Aim of the exercise:
Please copy every line from the following entries in which the word "brown" appears.

[Input material — start]

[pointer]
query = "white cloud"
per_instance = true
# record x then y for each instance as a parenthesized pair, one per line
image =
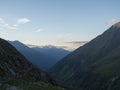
(4, 25)
(39, 30)
(112, 21)
(23, 20)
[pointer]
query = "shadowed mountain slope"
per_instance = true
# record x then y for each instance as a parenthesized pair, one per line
(93, 66)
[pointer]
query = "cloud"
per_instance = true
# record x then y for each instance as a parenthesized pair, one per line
(39, 30)
(112, 21)
(66, 35)
(74, 44)
(5, 25)
(77, 42)
(23, 20)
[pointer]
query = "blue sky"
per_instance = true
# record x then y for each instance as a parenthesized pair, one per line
(56, 22)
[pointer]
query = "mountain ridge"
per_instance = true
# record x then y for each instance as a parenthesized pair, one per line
(84, 67)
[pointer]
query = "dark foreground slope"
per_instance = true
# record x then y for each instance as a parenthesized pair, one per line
(16, 70)
(95, 65)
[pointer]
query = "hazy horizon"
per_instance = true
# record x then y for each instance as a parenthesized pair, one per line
(64, 23)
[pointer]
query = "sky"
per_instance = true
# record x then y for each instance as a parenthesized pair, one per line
(64, 23)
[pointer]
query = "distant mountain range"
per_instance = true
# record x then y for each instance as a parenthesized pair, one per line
(43, 57)
(94, 66)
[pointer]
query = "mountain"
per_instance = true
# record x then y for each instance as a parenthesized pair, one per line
(52, 51)
(44, 57)
(94, 66)
(17, 71)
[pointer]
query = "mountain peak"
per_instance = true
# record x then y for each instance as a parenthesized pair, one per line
(117, 25)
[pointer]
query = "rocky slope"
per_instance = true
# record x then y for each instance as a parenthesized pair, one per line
(94, 65)
(15, 70)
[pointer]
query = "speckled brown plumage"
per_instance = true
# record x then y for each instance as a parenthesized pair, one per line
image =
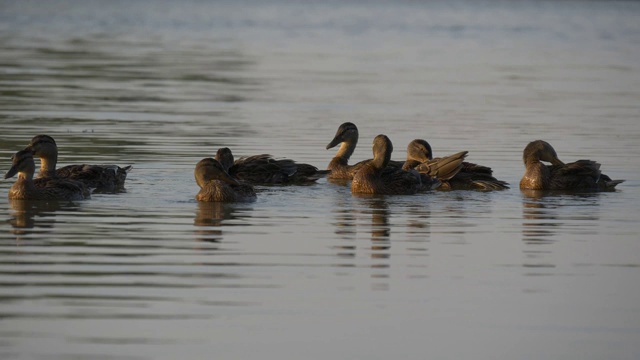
(217, 186)
(578, 175)
(468, 176)
(102, 178)
(375, 177)
(347, 136)
(47, 189)
(265, 170)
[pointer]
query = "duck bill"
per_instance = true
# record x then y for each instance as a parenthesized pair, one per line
(11, 173)
(228, 179)
(336, 140)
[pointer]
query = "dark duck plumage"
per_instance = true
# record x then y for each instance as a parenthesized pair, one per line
(265, 170)
(469, 176)
(578, 175)
(347, 136)
(218, 186)
(376, 177)
(25, 188)
(106, 178)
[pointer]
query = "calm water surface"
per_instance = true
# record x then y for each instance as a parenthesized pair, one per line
(312, 272)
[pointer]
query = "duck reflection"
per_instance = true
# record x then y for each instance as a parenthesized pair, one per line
(380, 229)
(349, 217)
(210, 217)
(546, 212)
(31, 216)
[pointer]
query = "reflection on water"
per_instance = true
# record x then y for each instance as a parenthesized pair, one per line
(161, 85)
(210, 217)
(545, 213)
(548, 215)
(35, 217)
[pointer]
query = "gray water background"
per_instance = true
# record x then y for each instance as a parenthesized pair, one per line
(312, 272)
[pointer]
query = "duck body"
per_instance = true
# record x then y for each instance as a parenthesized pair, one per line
(102, 178)
(218, 186)
(265, 170)
(347, 136)
(578, 175)
(454, 173)
(25, 188)
(375, 177)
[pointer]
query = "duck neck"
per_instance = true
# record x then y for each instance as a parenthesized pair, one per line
(26, 177)
(410, 164)
(48, 165)
(346, 150)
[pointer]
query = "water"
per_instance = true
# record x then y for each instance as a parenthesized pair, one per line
(313, 272)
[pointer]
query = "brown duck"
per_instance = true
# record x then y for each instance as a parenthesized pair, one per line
(376, 177)
(52, 189)
(265, 170)
(578, 175)
(217, 186)
(347, 137)
(107, 178)
(469, 176)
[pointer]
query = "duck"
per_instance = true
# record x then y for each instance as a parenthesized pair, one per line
(102, 178)
(376, 177)
(265, 170)
(469, 176)
(216, 185)
(442, 168)
(347, 136)
(578, 175)
(52, 189)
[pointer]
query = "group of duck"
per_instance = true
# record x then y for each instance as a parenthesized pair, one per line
(224, 179)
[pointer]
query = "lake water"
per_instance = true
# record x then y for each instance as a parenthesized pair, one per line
(312, 272)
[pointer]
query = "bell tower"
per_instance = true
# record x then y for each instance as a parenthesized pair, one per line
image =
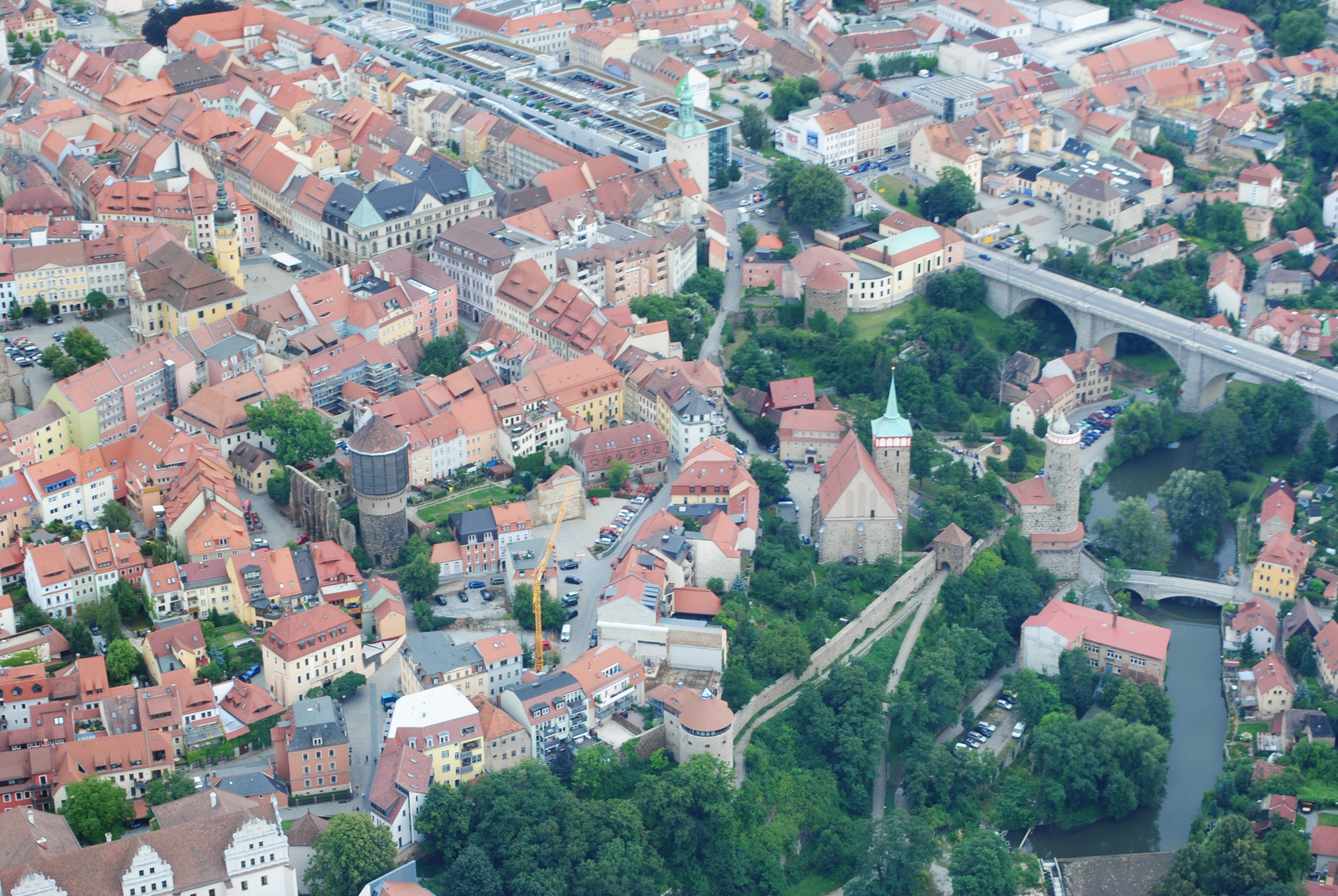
(687, 139)
(893, 448)
(225, 236)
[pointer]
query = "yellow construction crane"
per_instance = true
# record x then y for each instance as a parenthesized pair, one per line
(538, 582)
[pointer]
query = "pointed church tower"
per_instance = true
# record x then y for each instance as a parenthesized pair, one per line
(225, 236)
(687, 141)
(893, 447)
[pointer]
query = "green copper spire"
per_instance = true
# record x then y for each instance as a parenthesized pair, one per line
(892, 424)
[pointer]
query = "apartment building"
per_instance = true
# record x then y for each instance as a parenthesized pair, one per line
(430, 660)
(1113, 645)
(360, 226)
(479, 253)
(810, 435)
(74, 485)
(445, 727)
(554, 712)
(1279, 566)
(309, 647)
(312, 756)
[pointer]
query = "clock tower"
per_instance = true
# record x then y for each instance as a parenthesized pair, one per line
(893, 448)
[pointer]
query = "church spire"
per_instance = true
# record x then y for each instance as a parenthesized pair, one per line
(892, 424)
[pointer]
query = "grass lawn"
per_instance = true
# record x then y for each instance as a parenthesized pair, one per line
(871, 325)
(456, 503)
(1155, 363)
(892, 187)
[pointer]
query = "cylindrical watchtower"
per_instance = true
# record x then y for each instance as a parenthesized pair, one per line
(379, 463)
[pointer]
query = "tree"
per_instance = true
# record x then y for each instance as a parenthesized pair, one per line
(707, 282)
(1301, 30)
(94, 808)
(753, 127)
(816, 197)
(300, 436)
(1196, 506)
(947, 199)
(747, 240)
(353, 851)
(122, 661)
(163, 17)
(902, 844)
(442, 356)
(115, 518)
(85, 348)
(174, 786)
(925, 454)
(981, 865)
(419, 578)
(1137, 533)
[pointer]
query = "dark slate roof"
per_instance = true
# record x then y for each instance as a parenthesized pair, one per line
(377, 437)
(440, 179)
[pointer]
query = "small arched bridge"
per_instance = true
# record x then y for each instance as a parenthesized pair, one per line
(1155, 586)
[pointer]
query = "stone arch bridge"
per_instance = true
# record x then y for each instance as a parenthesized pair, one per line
(1207, 358)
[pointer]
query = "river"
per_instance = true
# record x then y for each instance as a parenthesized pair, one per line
(1192, 682)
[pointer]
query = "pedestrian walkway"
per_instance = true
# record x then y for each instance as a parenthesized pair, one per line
(927, 597)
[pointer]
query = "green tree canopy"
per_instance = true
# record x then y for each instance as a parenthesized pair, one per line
(353, 851)
(96, 806)
(947, 199)
(85, 348)
(300, 435)
(753, 127)
(117, 518)
(1137, 533)
(1196, 504)
(982, 867)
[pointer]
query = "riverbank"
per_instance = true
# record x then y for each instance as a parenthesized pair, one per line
(1195, 758)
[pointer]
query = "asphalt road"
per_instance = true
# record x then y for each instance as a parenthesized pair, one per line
(1163, 327)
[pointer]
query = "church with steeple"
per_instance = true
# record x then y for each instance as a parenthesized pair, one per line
(687, 139)
(858, 511)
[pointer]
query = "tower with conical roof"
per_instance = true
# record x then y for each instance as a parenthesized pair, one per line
(379, 467)
(893, 447)
(225, 236)
(687, 139)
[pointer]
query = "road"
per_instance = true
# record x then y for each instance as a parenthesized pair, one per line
(1163, 327)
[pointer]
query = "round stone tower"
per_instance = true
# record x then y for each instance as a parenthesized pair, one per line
(1064, 472)
(826, 289)
(379, 463)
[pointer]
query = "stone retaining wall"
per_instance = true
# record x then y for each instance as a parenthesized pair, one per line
(873, 616)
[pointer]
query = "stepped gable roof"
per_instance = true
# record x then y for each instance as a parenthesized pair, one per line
(377, 437)
(846, 461)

[Input material — finish]

Result of the exercise:
query = "speckled brown plumage"
query = "brown duck"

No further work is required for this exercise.